- _Task instructions_:
Exact copies of all the entries are needed.

- _Task data_:
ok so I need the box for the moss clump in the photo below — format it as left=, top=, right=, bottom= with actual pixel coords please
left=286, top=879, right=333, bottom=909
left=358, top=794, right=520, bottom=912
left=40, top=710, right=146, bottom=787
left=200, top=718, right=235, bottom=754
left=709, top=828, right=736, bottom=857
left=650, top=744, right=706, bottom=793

- _Exercise result_:
ok so I need the box for the moss clump in the photo below — format it as left=, top=, right=, bottom= with actual pixel coords please
left=286, top=879, right=333, bottom=909
left=358, top=794, right=520, bottom=912
left=40, top=710, right=146, bottom=787
left=200, top=718, right=235, bottom=754
left=709, top=828, right=736, bottom=857
left=650, top=744, right=706, bottom=793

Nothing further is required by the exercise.